3.1.1.2 ConfirmWaitTime

   This is used by the CA to inform the EE how long it intends to wait for
   the certificate confirmation before revoking the certificate and 
   deleting the transaction.

      confirmWaitTime OBJECT IDENTIFIER ::= {id-it 14}
      ConfirmWaitTimeValue ::= GeneralizedTime -- time CA will wait until
   

3.1.2 PKI Message Body

     PKIBody ::= CHOICE {  -- message-specific body elements & Section ref
       ir      [0]   CertReqMessages,       --Initialization Req  (3.3.1)
       ip      [1]   CertRepMessage,        --Initialization Resp (3.3.2)
       cr      [2]   CertReqMessages,       --Certification Req   (3.3.3)
       cp      [3]   CertRepMessage,        --Certification Resp  (3.3.4)
       p10cr   [4]   CertificationRequest,  --PKCS #10 Cert. Req. [PKCS10]
         -- the PKCS #10 certification request (see [PKCS10])
       popdecc [5]   POPODecKeyChallContent --pop Challenge       (3.2.8)
       popdecr [6]   POPODecKeyRespContent, --pop Response        (3.2.8)

**RECORD EXTRACTS**
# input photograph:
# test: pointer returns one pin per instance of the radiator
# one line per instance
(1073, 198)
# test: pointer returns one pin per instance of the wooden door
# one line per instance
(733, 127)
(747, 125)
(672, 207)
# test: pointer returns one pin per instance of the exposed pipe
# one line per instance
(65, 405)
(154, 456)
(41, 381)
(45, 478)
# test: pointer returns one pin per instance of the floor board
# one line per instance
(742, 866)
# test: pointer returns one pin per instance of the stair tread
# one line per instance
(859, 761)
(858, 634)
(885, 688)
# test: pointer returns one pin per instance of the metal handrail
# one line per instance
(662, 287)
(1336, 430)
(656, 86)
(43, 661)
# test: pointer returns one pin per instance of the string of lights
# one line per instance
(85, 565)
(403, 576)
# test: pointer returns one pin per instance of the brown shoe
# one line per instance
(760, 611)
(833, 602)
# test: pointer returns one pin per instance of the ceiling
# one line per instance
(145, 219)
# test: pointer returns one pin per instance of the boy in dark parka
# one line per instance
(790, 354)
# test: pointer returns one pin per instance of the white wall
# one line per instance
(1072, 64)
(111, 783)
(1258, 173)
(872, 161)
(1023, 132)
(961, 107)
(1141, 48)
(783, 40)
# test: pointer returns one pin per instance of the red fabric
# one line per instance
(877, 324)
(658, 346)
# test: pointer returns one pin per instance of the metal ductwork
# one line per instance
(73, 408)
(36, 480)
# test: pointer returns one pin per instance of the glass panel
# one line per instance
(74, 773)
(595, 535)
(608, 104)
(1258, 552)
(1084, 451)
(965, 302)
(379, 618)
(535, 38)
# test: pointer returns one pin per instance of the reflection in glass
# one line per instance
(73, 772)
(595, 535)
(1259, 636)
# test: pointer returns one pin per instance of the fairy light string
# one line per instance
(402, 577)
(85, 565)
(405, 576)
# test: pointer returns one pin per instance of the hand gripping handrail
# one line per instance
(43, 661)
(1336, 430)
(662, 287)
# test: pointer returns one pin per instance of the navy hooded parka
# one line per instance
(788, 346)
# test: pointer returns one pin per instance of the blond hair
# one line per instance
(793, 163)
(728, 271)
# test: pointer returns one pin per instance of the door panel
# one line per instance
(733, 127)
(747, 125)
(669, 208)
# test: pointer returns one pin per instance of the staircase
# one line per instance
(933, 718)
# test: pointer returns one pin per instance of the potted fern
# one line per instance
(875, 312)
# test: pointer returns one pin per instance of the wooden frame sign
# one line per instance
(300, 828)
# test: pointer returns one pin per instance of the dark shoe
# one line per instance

**TASK REQUIREMENTS**
**1)** Using the PKI message specification, explain in one to three sentences what the CA uses ConfirmWaitTime for.
**2)** Translate this sentence from the PKI message specification into Spanish: "This is used by the CA to inform the EE how long it intends to wait for the certificate confirmation before revoking the certificate and deleting the transaction."
**3)** Pick up the PKI message specification after its last line and continue it.
The records have no connection to the PKI message specification.

**ANSWERS TO THE PROBLEMS**
**1)** The CA uses ConfirmWaitTime to tell the EE how long it intends to wait for the certificate confirmation. After that time it revokes the certificate and deletes the transaction.

**2)** Esto lo utiliza la CA para informar a la EE de cuánto tiempo pretende esperar la confirmación del certificado antes de revocar el certificado y eliminar la transacción.

**3)**
       kur     [7]   CertReqMessages,       --Key Update Request  (3.3.5)
       kup     [8]   CertRepMessage,        --Key Update Response (3.3.6)
       krr     [9]   CertReqMessages,       --Key Recovery Req    (3.3.7)
       krp     [10]  KeyRecRepContent,      --Key Recovery Resp   (3.3.8)
       rr      [11]  RevReqContent,         --Revocation Request  (3.3.9)
       rp      [12]  RevRepContent,         --Revocation Response (3.3.10)
       ccr     [13]  CertReqMessages,       --Cross-Cert. Request (3.3.11)
       ccp     [14]  CertRepMessage,        --Cross-Cert. Resp    (3.3.12)
       ckuann  [15]  CAKeyUpdAnnContent,    --CA Key Update Ann.  (3.3.13)
       cann    [16]  CertAnnContent,        --Certificate Ann.    (3.3.14)
       rann    [17]  RevAnnContent,         --Revocation Ann.     (3.3.15)
       crlann  [18]  CRLAnnContent,         --CRL Announcement    (3.3.16)
       pkiconf [19]  PKIConfirmContent,     --Confirmation        (3.3.17)
       nested  [20]  NestedMessageContent,  --Nested Message      (3.1.3)
       genm    [21]  GenMsgContent,         --General Message     (3.3.19)
       genp    [22]  GenRepContent,         --General Response    (3.3.20)
       error   [23]  ErrorMsgContent,       --Error Message       (3.3.21)
       certConf [24] CertConfirmContent,    --Certificate confirm (3.3.18)
       pollReq [25]  PollReqContent,        --Polling request     (3.3.22)
       pollRep [26]  PollRepContent         --Polling response    (3.3.22)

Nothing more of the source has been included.